= TASK DIRECTIONS =
Print the data that follows, exactly and completely.

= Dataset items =
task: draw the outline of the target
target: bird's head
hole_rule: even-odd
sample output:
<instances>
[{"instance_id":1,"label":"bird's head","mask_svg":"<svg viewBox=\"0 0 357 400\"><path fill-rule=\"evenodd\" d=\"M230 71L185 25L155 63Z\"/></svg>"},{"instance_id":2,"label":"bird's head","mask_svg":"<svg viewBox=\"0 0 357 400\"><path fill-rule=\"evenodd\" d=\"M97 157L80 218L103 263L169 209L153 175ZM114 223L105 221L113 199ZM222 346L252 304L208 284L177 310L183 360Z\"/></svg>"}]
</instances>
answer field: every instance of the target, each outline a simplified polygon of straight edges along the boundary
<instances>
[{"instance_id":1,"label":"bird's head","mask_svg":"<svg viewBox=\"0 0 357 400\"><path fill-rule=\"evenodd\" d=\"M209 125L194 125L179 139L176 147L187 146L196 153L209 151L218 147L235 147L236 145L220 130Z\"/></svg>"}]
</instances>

= RESULT OF THIS TASK =
task: draw the outline of the target
target: bird's head
hole_rule: even-odd
sample output:
<instances>
[{"instance_id":1,"label":"bird's head","mask_svg":"<svg viewBox=\"0 0 357 400\"><path fill-rule=\"evenodd\" d=\"M230 71L185 25L155 63Z\"/></svg>"},{"instance_id":2,"label":"bird's head","mask_svg":"<svg viewBox=\"0 0 357 400\"><path fill-rule=\"evenodd\" d=\"M97 157L80 218L103 263L169 209L153 175ZM114 223L105 221L113 199ZM222 346L252 304L208 284L177 310L183 360Z\"/></svg>"}]
</instances>
answer field: every instance of the target, each outline a simplified polygon of straight edges along the boundary
<instances>
[{"instance_id":1,"label":"bird's head","mask_svg":"<svg viewBox=\"0 0 357 400\"><path fill-rule=\"evenodd\" d=\"M209 125L194 125L179 139L176 147L187 146L196 153L209 151L218 147L235 147L236 145L220 130Z\"/></svg>"}]
</instances>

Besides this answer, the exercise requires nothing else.